Task details – In the text on Pride House research, what is Pride House modeled after?

Excerpted text –

·····

Just as the Rio Olympic Committee chose to use a captive global audience to make a statement on climate change during the 2016 opening ceremonies, so too are Western University researchers examining ways in which major sporting events can be used to promote education and raise awareness of Lesbian, Gay, Bisexual, Trans and Queer (LGBTQ) rights.
Alicia Lapointe, a doctoral student in the Faculty of Education, and doctoral student Kyle Rich and associate professor Laura Misener from the Faculty of Health Sciences, are investigating the work done by Pride House – a venue, modeled after traditional Olympic hospitality houses, that sets up at large-scale international sporting events to welcome LGBTQ athletes, fans and their allies. By examining Pride House initiatives and exploring their effectiveness, the three hope to learn more about what can be done to not only raise awareness of LGBTQ issues in sport and society, but also to achieve positive social change in the future.

·····

[Excerpts from a dataset]
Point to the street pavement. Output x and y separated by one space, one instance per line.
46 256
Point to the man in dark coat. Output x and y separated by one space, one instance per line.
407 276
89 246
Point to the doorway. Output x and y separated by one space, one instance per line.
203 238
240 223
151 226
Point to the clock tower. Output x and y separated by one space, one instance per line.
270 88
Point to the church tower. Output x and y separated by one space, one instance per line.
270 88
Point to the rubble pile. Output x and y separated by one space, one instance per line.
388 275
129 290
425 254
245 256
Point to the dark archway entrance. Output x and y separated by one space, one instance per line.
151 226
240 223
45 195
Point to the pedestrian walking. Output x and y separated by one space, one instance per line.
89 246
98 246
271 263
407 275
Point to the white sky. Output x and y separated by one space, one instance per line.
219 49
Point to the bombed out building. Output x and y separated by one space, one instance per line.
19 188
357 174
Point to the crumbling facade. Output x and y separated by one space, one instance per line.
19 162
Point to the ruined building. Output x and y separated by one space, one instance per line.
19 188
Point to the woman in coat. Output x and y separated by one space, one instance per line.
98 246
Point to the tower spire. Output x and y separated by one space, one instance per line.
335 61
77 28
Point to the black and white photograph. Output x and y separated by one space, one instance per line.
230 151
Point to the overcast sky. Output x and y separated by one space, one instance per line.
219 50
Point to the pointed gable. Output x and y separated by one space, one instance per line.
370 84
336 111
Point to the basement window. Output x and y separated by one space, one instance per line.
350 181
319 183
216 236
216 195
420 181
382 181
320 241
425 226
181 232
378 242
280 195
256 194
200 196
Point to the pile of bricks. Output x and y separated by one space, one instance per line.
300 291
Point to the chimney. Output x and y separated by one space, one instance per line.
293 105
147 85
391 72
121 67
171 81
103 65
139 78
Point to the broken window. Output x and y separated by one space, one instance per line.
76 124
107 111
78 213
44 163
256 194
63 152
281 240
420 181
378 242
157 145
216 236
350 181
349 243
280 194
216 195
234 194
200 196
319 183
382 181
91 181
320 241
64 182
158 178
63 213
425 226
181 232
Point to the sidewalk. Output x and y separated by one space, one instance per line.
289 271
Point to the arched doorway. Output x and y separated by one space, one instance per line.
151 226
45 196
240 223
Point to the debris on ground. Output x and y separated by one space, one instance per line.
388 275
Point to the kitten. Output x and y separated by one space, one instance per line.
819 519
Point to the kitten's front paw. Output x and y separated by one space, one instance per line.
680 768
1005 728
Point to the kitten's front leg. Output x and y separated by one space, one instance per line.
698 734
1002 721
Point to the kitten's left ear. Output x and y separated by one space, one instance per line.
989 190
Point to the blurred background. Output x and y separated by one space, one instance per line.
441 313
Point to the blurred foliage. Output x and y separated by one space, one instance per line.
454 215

·····

Exercise answer – Traditional Olympic hospitality houses.